* BEGIN Provided text *

Most end users don't give a damn about ideology, licenses or figureheads spouting the latest opinions on how things should or should not be.
They want: "Here is a new device. This is what it does. If you like it, buy it. Come back in 12 months and we will have an updated version."
They like that discovering and installing software is now about as easy as you could possibly hope to make it.
They like that they can download an application once, delete it, and reinstall it for free whenever they want, as many times as they want, on all of their devices. Simultaneously.
They like that their devices automatically backup their applications and user data while they're walking down the street.
They like that they can go into a store, buy a new device, enter their email and password, and have all of their applications and settings just appear within moments.
You can bemoan the licenses and lack of tinker-ability in each piece of hardware and software. You can talk about walled gardens and developer fees. Remind us how annoyingly arbitrary the application approval process is.
And I will probably agree with you.
But the fact remains, people want a user experience, not a license. Not an ideology or a movement.
Firefox took Internet Explorer's market share because Internet Explorer sucked, and Firefox was great. And you could point-out why it was great in ways that someone who didn't know what a compiler or license was could say "Wow, this is great!" And most of all, even if you didn't tell them, even if they had never heard of Firefox or the GPL, you could see people start using it and not stop using it. Because it was better. At the end of the day, clicking "Firefox" instead of "Internet Explorer" made things happen faster, with fewer problems. People liked that.
It was a triumph of free software. Lower case. The Free Software movement won a victory, but at the end of the day you have to write your code and release your applications and hardware with the assumption that no one will know, or care what the Big Ideas are behind the project. Anything you want to get across to the user must come out in the time spent interacting with a program. Kinda-sorta functional, pre-Beta / endless Beta software excused with a "But it's free and makes the world a better place because..." won't cut it.
If you want to fight the likes of iOS and win, look at what's appealing about the experience and improve on it. Don't you dare tell people they don't want what they're currently enjoying. Offer them a better alternative. Cut the condescension and smug sense of supe
They have to dumb down both of them to control them both. Good for the vendor, but the society?
Me, I don't think a society which manages to make their citizens an interchangeable commodity with a well-defined but artificially limited set of skills that match a narrow range of "appliances" is going to be "cutting-edge" in anything; rather, as a monoculture they - and their "appliances" - will be sitting ducks for the electronic version of Phytophthora infestans just as Ireland - and the potato - were in 1845.
Orwell: "In a Time of Universal Deceit, telling the Truth is a Revolutionary Act"
about what's going to happen when 3D printing and bioscale assemblers hit the mainstream. Right now we're having trouble because the [MP/RI]AA, who represent comparatively tiny industries, are pushing to destroy open systems. Imagine what happens when the Monsanto's and Walmarts of the world jump on the bandwagon because consumers stop consuming and start manufacturing on their own.

* END Provided text *
* BEGIN Dataset extract *

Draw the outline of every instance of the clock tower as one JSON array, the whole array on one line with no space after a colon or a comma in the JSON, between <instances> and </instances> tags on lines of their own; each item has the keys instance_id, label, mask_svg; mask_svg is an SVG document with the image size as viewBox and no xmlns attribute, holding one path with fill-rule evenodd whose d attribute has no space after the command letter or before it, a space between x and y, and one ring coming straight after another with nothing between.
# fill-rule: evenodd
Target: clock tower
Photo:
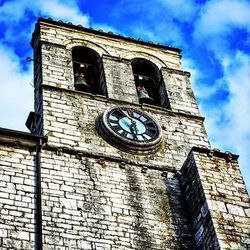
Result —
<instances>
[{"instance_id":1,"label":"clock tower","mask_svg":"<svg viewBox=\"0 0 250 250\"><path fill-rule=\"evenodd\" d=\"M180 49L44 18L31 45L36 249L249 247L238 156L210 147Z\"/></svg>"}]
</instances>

* END Dataset extract *
* BEGIN Dataset extract *

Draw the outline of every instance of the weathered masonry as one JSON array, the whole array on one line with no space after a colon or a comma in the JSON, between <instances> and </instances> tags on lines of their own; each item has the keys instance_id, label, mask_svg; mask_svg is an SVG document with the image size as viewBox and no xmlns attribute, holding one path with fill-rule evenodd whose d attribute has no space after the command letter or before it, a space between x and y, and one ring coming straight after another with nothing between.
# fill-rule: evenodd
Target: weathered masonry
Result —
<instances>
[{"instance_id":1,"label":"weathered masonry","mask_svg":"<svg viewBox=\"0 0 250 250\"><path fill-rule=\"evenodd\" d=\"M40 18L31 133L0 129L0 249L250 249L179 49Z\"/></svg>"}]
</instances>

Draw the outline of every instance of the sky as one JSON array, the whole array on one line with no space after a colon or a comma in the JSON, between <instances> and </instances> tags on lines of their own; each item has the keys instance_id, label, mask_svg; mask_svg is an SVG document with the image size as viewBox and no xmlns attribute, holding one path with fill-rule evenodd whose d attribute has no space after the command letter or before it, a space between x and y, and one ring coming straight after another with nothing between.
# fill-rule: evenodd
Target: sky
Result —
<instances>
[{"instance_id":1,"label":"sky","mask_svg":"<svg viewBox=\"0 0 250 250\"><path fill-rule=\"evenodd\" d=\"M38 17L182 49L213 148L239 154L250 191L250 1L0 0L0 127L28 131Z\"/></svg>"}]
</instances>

* END Dataset extract *

**Exercise**
According to the passage on free software and user experience, what do people want instead of a license?

**Full solution**
A user experience.